### DIRECTIONS
Copy the listing from the line containing "Outline every instance of the grass" through the line containing "M 131 96 L 11 191 L 255 191 L 256 159 Z", inclusive, swapping "country lane" for "dirt road" and changing nothing else.

### EXTRACTED MATERIAL

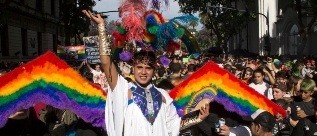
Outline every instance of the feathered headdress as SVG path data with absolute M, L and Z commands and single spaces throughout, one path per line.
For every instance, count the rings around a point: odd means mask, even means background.
M 142 17 L 146 10 L 146 3 L 143 0 L 121 0 L 119 4 L 122 26 L 127 31 L 126 39 L 142 41 L 145 29 Z

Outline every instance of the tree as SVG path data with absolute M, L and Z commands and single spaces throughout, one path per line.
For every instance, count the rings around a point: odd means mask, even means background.
M 83 33 L 84 36 L 88 36 L 91 21 L 81 11 L 86 9 L 93 12 L 92 8 L 96 5 L 96 1 L 100 0 L 59 0 L 60 16 L 64 29 L 65 45 L 71 45 L 71 38 L 76 36 L 77 40 L 83 45 L 81 34 Z
M 199 23 L 198 22 L 194 20 L 192 20 L 191 21 L 191 22 L 189 22 L 189 23 L 188 24 L 188 25 L 189 26 L 191 26 L 193 27 L 193 29 L 195 28 L 195 27 L 197 27 L 198 26 L 198 25 L 199 24 Z
M 293 0 L 292 3 L 294 10 L 297 11 L 298 14 L 298 22 L 299 23 L 299 26 L 298 27 L 298 35 L 297 35 L 297 57 L 300 59 L 303 55 L 303 52 L 306 43 L 307 42 L 307 39 L 309 34 L 309 31 L 314 23 L 316 22 L 317 19 L 317 1 L 314 0 L 307 0 L 302 1 L 301 0 Z M 311 9 L 306 12 L 303 12 L 303 9 L 309 7 L 309 4 L 311 5 Z M 306 8 L 307 9 L 308 8 Z M 305 10 L 306 9 L 305 9 Z M 307 18 L 306 16 L 308 14 L 308 12 L 312 12 L 312 17 L 309 21 Z M 305 25 L 304 22 L 307 22 L 308 24 Z
M 238 12 L 231 10 L 220 8 L 210 8 L 211 13 L 207 13 L 206 4 L 211 2 L 212 5 L 223 7 L 231 8 L 231 3 L 236 2 L 235 0 L 199 0 L 189 1 L 188 0 L 174 0 L 178 1 L 180 7 L 180 11 L 185 14 L 191 15 L 199 12 L 199 17 L 200 22 L 208 29 L 212 30 L 217 37 L 217 46 L 220 47 L 222 45 L 224 50 L 227 51 L 227 43 L 229 39 L 234 35 L 238 34 L 237 31 L 236 22 L 233 21 L 235 20 L 243 19 L 237 17 Z M 253 2 L 252 1 L 245 1 L 246 3 Z M 245 22 L 248 20 L 245 20 Z M 242 26 L 239 29 L 244 29 Z
M 111 21 L 110 21 L 110 22 L 109 22 L 109 24 L 111 24 L 114 26 L 116 26 L 115 22 L 114 21 L 114 20 L 111 20 Z

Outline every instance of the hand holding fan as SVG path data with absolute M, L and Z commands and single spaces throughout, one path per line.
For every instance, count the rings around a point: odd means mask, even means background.
M 184 114 L 199 110 L 205 103 L 209 103 L 217 95 L 217 90 L 212 86 L 207 86 L 195 93 L 184 110 Z

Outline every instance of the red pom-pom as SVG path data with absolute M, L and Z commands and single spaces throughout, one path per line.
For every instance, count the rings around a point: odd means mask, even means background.
M 118 39 L 118 40 L 122 42 L 124 42 L 126 40 L 124 35 L 120 34 L 118 32 L 115 32 L 112 33 L 112 36 L 116 40 Z

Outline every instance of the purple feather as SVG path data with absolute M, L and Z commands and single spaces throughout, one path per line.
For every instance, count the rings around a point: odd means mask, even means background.
M 52 92 L 52 90 L 48 90 Z M 102 108 L 90 108 L 87 106 L 81 107 L 74 100 L 70 100 L 65 93 L 56 91 L 54 94 L 59 97 L 60 101 L 52 98 L 49 94 L 38 92 L 32 95 L 25 100 L 15 104 L 0 114 L 0 128 L 4 126 L 8 117 L 21 109 L 26 109 L 33 106 L 35 103 L 42 102 L 47 105 L 61 109 L 66 108 L 72 111 L 81 116 L 85 122 L 91 122 L 93 126 L 102 126 L 106 130 L 105 122 L 105 109 Z M 89 111 L 89 112 L 85 111 Z
M 126 61 L 132 58 L 132 55 L 130 53 L 123 53 L 119 54 L 119 57 L 122 60 Z
M 161 63 L 163 65 L 168 65 L 168 64 L 170 63 L 170 61 L 168 60 L 168 59 L 164 56 L 161 56 L 159 59 L 161 61 Z
M 228 111 L 236 112 L 241 116 L 249 115 L 247 112 L 241 110 L 239 106 L 232 103 L 228 98 L 216 96 L 215 101 L 223 105 L 224 108 Z

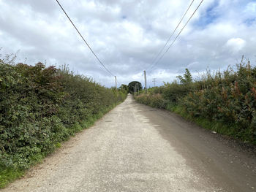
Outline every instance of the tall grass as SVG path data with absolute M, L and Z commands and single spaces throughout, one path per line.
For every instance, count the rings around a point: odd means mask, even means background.
M 241 62 L 236 69 L 207 72 L 194 81 L 188 72 L 178 77 L 179 82 L 149 89 L 149 94 L 141 94 L 136 100 L 256 144 L 256 67 Z
M 126 96 L 67 67 L 0 60 L 0 188 Z

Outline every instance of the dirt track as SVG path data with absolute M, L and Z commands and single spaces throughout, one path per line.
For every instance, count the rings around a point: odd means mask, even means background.
M 131 96 L 2 191 L 255 191 L 256 158 Z

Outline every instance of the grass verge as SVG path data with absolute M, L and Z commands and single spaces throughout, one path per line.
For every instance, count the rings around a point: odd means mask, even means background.
M 81 131 L 85 128 L 89 128 L 91 126 L 93 126 L 97 120 L 100 119 L 105 114 L 113 110 L 117 105 L 121 104 L 121 102 L 118 102 L 116 104 L 113 104 L 108 108 L 102 109 L 98 114 L 94 114 L 91 115 L 86 120 L 82 120 L 80 123 L 76 123 L 73 125 L 73 130 L 75 130 L 75 133 Z M 75 133 L 71 136 L 75 136 Z M 70 137 L 67 137 L 67 141 Z M 55 149 L 61 147 L 61 144 L 57 142 L 55 144 Z M 53 153 L 54 150 L 51 151 Z M 32 165 L 35 165 L 39 163 L 42 163 L 42 160 L 49 154 L 44 153 L 37 153 L 36 155 L 33 156 L 33 164 Z M 20 178 L 26 174 L 26 170 L 15 169 L 12 167 L 0 167 L 0 188 L 4 188 L 7 187 L 10 183 L 13 182 L 18 178 Z

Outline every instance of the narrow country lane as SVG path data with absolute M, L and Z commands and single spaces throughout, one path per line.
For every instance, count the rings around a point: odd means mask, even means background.
M 131 96 L 11 191 L 255 191 L 256 159 Z

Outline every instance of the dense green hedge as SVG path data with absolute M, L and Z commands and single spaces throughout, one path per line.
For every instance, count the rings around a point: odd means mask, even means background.
M 208 72 L 195 81 L 188 70 L 178 77 L 179 82 L 149 89 L 136 100 L 206 120 L 218 132 L 256 144 L 256 66 L 241 64 L 236 70 Z
M 126 96 L 65 67 L 0 60 L 0 172 L 28 169 Z

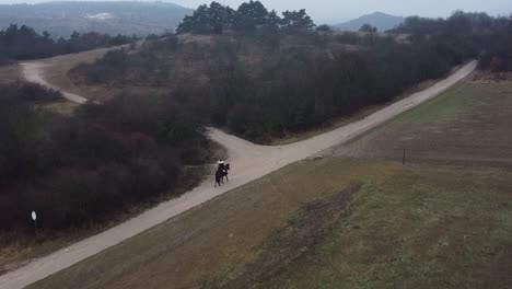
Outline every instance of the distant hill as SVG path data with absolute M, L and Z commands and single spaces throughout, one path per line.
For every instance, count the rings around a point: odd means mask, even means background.
M 389 15 L 381 12 L 360 16 L 356 20 L 351 20 L 341 24 L 334 25 L 335 28 L 342 31 L 358 31 L 364 24 L 371 24 L 377 27 L 379 31 L 387 31 L 404 22 L 403 16 Z
M 0 4 L 0 28 L 25 24 L 53 37 L 96 31 L 144 36 L 174 31 L 190 9 L 164 2 L 46 2 Z

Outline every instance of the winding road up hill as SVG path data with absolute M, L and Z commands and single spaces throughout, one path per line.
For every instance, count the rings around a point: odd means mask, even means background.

### TASK ANSWER
Outline every instance of the grass verge as SVG path data with absolute M, L and Z commands and single spaces throughout, one path per line.
For every instance, count the rings around a point: odd means mask, even means background.
M 81 131 L 85 128 L 89 128 L 91 126 L 93 126 L 97 120 L 100 119 L 105 114 L 113 110 L 117 105 L 121 104 L 121 102 L 118 102 L 116 104 L 113 104 L 108 108 L 102 109 L 98 114 L 94 114 L 91 115 L 86 120 L 82 120 L 80 123 L 76 123 L 73 125 L 73 130 L 75 130 L 75 133 Z M 75 133 L 71 136 L 75 136 Z M 70 137 L 67 137 L 67 141 Z M 55 149 L 61 147 L 61 144 L 57 142 L 55 144 Z M 53 153 L 54 150 L 51 151 Z M 32 165 L 35 165 L 39 163 L 42 163 L 42 160 L 49 154 L 44 153 L 37 153 L 36 155 L 33 156 L 33 164 Z M 20 178 L 26 174 L 26 170 L 15 169 L 12 167 L 0 167 L 0 188 L 4 188 L 7 187 L 10 183 L 13 182 L 18 178 Z

Outline every instance of the narrow dirt road as SVG path data with absolute M, L and Z commands and single spaces throughout, one path per line.
For every instance, count the rings around a point: odd means mask, even means background.
M 131 96 L 11 191 L 255 191 L 256 159 Z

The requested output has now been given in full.